Brief — Output the data as it stands. Each line must match exactly.

Exercise data —
_____
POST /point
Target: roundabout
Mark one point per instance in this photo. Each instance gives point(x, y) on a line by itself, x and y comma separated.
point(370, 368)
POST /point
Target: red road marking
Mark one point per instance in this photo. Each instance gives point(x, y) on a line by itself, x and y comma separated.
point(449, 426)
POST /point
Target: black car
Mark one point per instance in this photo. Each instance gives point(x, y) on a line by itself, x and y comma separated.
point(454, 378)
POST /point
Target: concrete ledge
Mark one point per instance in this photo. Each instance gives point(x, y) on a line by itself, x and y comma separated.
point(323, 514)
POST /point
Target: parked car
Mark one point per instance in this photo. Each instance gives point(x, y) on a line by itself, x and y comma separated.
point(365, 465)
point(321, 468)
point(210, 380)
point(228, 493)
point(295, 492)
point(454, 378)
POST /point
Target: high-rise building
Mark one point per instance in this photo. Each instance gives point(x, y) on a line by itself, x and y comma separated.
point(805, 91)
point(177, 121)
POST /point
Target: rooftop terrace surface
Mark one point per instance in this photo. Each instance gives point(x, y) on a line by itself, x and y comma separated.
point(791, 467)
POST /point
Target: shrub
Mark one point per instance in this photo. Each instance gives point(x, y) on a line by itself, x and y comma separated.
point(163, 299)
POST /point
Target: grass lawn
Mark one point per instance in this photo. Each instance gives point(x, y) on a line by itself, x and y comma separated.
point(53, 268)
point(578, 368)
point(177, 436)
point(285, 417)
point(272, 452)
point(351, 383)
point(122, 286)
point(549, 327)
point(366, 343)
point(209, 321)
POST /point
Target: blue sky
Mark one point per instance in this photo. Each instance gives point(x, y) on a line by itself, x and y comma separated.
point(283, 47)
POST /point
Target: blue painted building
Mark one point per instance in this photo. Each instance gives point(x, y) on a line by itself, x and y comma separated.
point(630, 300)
_____
Your response —
POST /point
Target: roundabout
Mark one point per instance in this photo. Each instance gives point(x, y) on a line by itself, x and y comma separated.
point(370, 368)
POST /point
Target: red road marking
Mark one point per instance in this photo. Each instance gives point(x, y) on a line by itself, x and y comma separated.
point(449, 426)
POST /point
Target: black car
Mark one point per instance in this photo. Each instance gives point(x, y) on a line by itself, x and y comma separated.
point(454, 378)
POST /point
Target: concrete ledge
Mark one point per instance in this photo. Each instance gives point(x, y) on a line by itself, x and y comma separated.
point(323, 514)
POST /point
Target: parked car
Mark one point per instance in this photo. Each instance gives point(x, y) on a line by itself, x and y comma separated.
point(365, 465)
point(321, 468)
point(210, 380)
point(228, 493)
point(295, 492)
point(454, 378)
POST /point
Target: high-rise building
Mark one point per instance in this photo. Each instance gives point(x, y) on a line by itself, x and y comma separated.
point(805, 91)
point(177, 121)
POST /point
Target: rooftop terrace surface
Mark one point per instance in this photo. Each instance gives point(x, y) on a line by itself, x and y comma separated.
point(791, 467)
POST /point
Target: shrub
Mark one point per instance in this photo. Each instance gives point(x, y) on a line by itself, x and y comma separated.
point(163, 299)
POST /point
Target: grass lawn
Mark one point per instance in this photo. Each instance gives point(x, y) on a line by itself, x and y comma separated.
point(53, 268)
point(578, 368)
point(177, 436)
point(285, 417)
point(272, 452)
point(351, 383)
point(122, 286)
point(549, 327)
point(366, 343)
point(209, 321)
POST /point
Target: blue sky
Mark one point per instance in this photo. Each instance gives point(x, y) on a line by itself, x and y comma separated.
point(283, 47)
POST /point
Target: blue painted building
Mark one point per instance in this photo. Each instance gives point(x, y) on a line by itself, x and y comma separated.
point(630, 300)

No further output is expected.